→ PROVIDED MATERIAL:
####

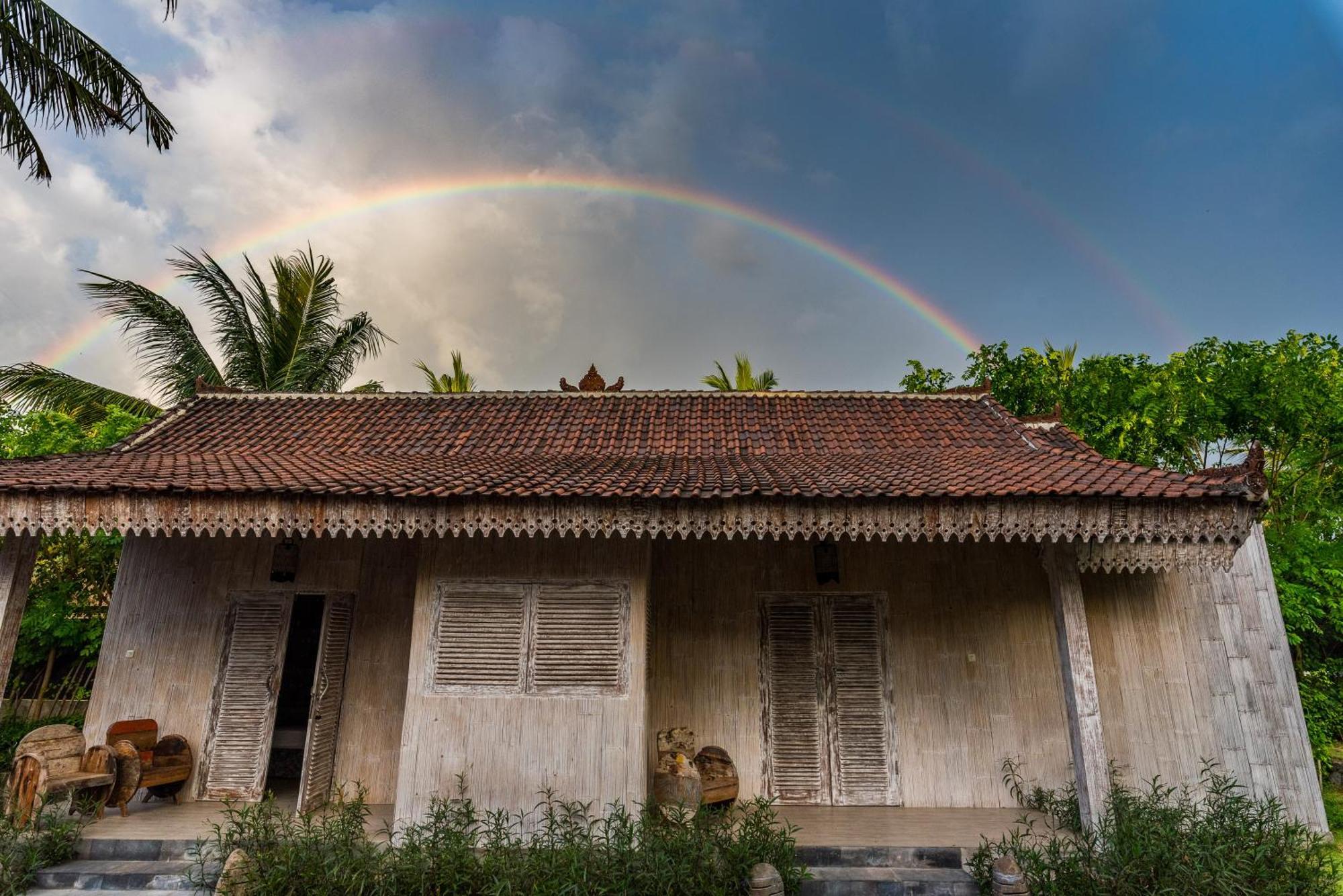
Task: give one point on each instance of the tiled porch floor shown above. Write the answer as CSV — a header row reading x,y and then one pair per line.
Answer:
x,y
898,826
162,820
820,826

####

→ TASK OBJECTIVE:
Please set out every line of the rows above as a numbered list, skipping any blank lines and leaving out the pictures.

→ TASK RESPONSE:
1. Task: give one point on each instance of the tiled porch floor shown above. Write the answer as CSV — a header row reading x,y and then one pair per line.
2. Answer:
3. x,y
4. 898,826
5. 162,820
6. 820,826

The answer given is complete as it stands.